# EXERCISE PASSAGE
Bob Zhang, Author at NFCR - Page 6 of 10

Bob Zhang

Prevention & Early Detection

What is Prevention & Early Detection?

One of the best ways to reduce the number of patients dying from cancer is to prevent the disease from developing in the first place. That’s why researchers are investigating links between nutrition and cancer, as well as pre-cancerous conditions that could stop cancer from starting (known as chemoprevention).

Scientists are also working to improve early detection tools that are likely the most effective means to finding cures for many cancers.

NFCR Research Highlights

Dr. Robert Bast, who receives NFCR support, is best known for developing the OC125 (CA125) monoclonal antibody in 1981 that led to the production of the CA125 radioimmunoassay – the first useful biomarker for monitoring the course of patients with epithelial ovarian cancer. Since this discovery, Dr. Bast and his team have been evaluating ways CA125 and other biomarkers can be used together to screen for ovarian cancer.

# DATASET SECTION
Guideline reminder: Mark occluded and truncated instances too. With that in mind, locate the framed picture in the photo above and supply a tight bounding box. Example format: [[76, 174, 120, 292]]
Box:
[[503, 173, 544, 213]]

# WHAT TO PRODUCE
Rewrite the cancer prevention text from "Scientists are also" up to and including "for ovarian cancer.", renaming "ovarian cancer" as "ovarian carcinoma" throughout.

# EXERCISE RESPONSE
Scientists are also working to improve early detection tools that are likely the most effective means to finding cures for many cancers.

NFCR Research Highlights

Dr. Robert Bast, who receives NFCR support, is best known for developing the OC125 (CA125) monoclonal antibody in 1981 that led to the production of the CA125 radioimmunoassay – the first useful biomarker for monitoring the course of patients with epithelial ovarian carcinoma. Since this discovery, Dr. Bast and his team have been evaluating ways CA125 and other biomarkers can be used together to screen for ovarian carcinoma.